→ **Penggalan Dokumen**:
++++++

Terkadang kita terjebak pada keangkuhan intelektual kita dalam
menyampaikan dakwah ini. Seolah-olah obyek dakwah yang kita dakwahi akan
terpesona dan mengikuti dakwah ini berdasar ribuan argumentasi yg kita
kemukakan. Padahal sejatinya dakwah ini adalah menyentuh hati, karena
di hati inilah nanti hidayah Allah akan dicurahkan sehingga dia akan
turut serta bersama lingkaran dakwah ini. Oleh sebab itu Allah
me”ralat” do’a nabi Ibrahim dalam surat Al Baqarah yg mengedepankan
tu’alimunal kitab dari pada tuzakkihim, Allah meluruskan dalam surat
Al-Jumu’ah dengan terlebih dahulu mengedepankan Tuzakkihim baru
tu’alimunal kitab. Dari sini kita bisa ambil hikmahnya betapa sentuhan
hati itu lebih utama dari pada transfer pengetahuan, sebab kalo hati
masih tertutup maka pengetahuan dan argumentasi sehebat apapun jadi
nihil atau bahkan jadi bumerang yg membuat mereka semakin jauh.
Alih-alih dia ingin dekat dengan kita malah dia semakin jauh karena sikap kita.
Ikhwani fillah, kadang yang terlihat secara kasat mata, dia
berseberangan secara pemikiran bahkan ideologi dengan kita, namun
dengan mata hati kita bisa melihat betapa dekatnya kita dengan obyek
dakwah kita. Tak ada bahasa apapun di dunia ini yang bisa mengalahkan
bahasa kasih sayang dan cinta kasih. Hati mana yg tidak luluh oleh
ketulusan cinta dan kasih sayang yg kita
siramkan di hati obyek dakwah kita setiap hari. Meskipun awalnya dia
begitu membenci dan memusuhi kita, tidak mustahil batu yg begitu keras
akan lunak juga oleh tetesan air setiap hari. Mungkin masih segar di
ingatan kita tentang sirah Rasul yg dengan bahasa kasihnya menyebabkan
seorang kafir Quraisy yg tiap hari melempari kotoran ke tubuh beliau
akhirnya masuk Islam, hanya karena rasulullah menjenguk dia tatkala
sakit. Itulah bahasa kasih, yg tak perlu logika dan argumentasi, yg tak
butuh ribuan dalil dan ratusan hujjah.

++++++

Entri data tersimpan
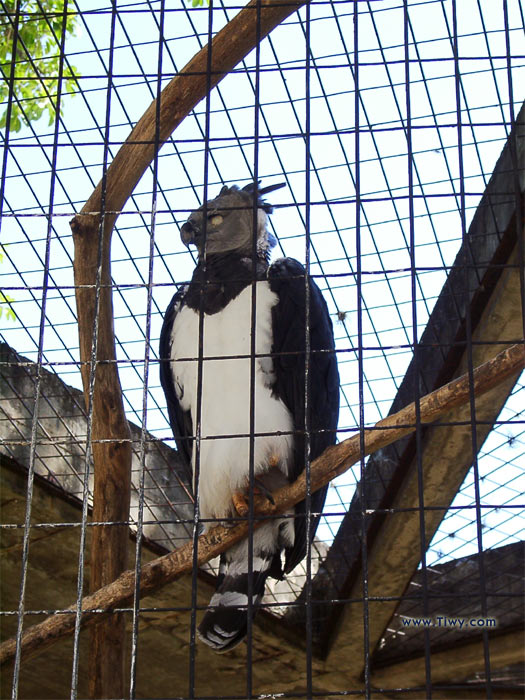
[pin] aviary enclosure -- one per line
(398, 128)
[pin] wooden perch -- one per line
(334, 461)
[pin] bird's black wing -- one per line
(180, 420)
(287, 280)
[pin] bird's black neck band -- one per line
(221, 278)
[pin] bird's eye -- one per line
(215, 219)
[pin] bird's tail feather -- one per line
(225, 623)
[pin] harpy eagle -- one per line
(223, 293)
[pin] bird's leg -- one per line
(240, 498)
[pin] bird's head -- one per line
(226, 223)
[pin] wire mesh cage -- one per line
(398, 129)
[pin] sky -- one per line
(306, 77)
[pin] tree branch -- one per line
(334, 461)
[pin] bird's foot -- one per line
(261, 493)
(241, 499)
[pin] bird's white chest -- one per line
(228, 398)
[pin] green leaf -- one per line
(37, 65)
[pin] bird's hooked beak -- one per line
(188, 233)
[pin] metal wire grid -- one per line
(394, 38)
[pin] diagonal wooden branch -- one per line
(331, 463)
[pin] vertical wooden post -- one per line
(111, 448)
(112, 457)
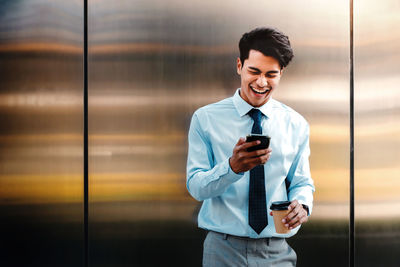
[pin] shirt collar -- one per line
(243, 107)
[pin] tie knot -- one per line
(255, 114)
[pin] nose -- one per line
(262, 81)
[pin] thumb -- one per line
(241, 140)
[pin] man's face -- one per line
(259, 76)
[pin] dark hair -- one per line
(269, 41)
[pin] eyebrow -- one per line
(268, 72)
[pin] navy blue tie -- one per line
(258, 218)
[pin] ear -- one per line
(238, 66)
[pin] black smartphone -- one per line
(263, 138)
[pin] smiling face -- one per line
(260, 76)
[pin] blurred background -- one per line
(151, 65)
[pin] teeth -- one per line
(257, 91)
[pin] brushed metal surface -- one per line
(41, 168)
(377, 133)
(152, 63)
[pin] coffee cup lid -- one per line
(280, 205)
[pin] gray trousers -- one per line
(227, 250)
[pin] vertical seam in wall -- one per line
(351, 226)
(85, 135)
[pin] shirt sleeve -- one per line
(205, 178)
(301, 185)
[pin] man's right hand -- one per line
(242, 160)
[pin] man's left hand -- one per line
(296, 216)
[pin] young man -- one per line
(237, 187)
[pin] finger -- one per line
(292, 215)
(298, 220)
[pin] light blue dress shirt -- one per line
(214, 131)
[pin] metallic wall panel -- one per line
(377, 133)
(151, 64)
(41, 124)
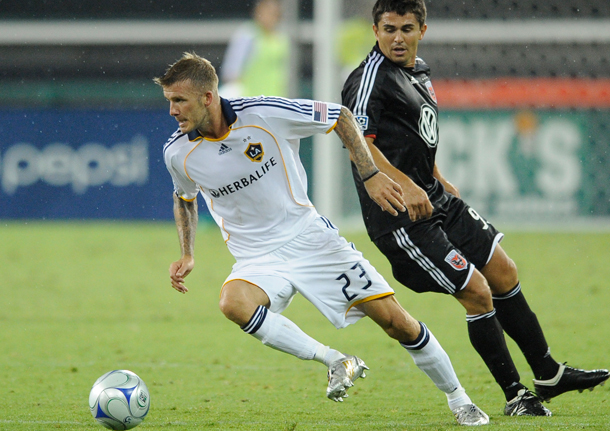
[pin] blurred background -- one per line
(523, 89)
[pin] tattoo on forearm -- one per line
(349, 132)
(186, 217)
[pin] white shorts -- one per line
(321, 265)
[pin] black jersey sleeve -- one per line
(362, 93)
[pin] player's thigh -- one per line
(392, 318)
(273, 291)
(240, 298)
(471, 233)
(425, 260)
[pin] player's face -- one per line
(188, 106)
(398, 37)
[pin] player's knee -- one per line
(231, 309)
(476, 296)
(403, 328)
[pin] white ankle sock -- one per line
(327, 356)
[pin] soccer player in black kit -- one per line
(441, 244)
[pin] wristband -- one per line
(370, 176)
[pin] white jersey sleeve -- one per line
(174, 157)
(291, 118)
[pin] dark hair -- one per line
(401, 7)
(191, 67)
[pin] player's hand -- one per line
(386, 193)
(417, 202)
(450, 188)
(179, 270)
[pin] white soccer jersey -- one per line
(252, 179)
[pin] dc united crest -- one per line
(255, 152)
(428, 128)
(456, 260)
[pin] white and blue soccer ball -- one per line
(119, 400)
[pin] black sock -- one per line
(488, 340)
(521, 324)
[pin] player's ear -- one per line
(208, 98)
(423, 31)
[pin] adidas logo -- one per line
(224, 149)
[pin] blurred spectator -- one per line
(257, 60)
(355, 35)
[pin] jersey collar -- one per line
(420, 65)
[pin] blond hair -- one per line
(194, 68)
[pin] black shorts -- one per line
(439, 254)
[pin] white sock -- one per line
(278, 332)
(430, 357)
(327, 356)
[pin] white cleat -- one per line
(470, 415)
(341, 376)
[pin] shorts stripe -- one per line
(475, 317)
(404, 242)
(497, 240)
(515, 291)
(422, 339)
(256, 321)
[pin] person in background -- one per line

++++++

Salin tanpa perubahan bagian teks tentang dakwah di atas, mulai dari "Terkadang kita terjebak" sampai dengan "mereka semakin jauh.".

Terkadang kita terjebak pada keangkuhan intelektual kita dalam
menyampaikan dakwah ini. Seolah-olah obyek dakwah yang kita dakwahi akan
terpesona dan mengikuti dakwah ini berdasar ribuan argumentasi yg kita
kemukakan. Padahal sejatinya dakwah ini adalah menyentuh hati, karena
di hati inilah nanti hidayah Allah akan dicurahkan sehingga dia akan
turut serta bersama lingkaran dakwah ini. Oleh sebab itu Allah
me”ralat” do’a nabi Ibrahim dalam surat Al Baqarah yg mengedepankan
tu’alimunal kitab dari pada tuzakkihim, Allah meluruskan dalam surat
Al-Jumu’ah dengan terlebih dahulu mengedepankan Tuzakkihim baru
tu’alimunal kitab. Dari sini kita bisa ambil hikmahnya betapa sentuhan
hati itu lebih utama dari pada transfer pengetahuan, sebab kalo hati
masih tertutup maka pengetahuan dan argumentasi sehebat apapun jadi
nihil atau bahkan jadi bumerang yg membuat mereka semakin jauh.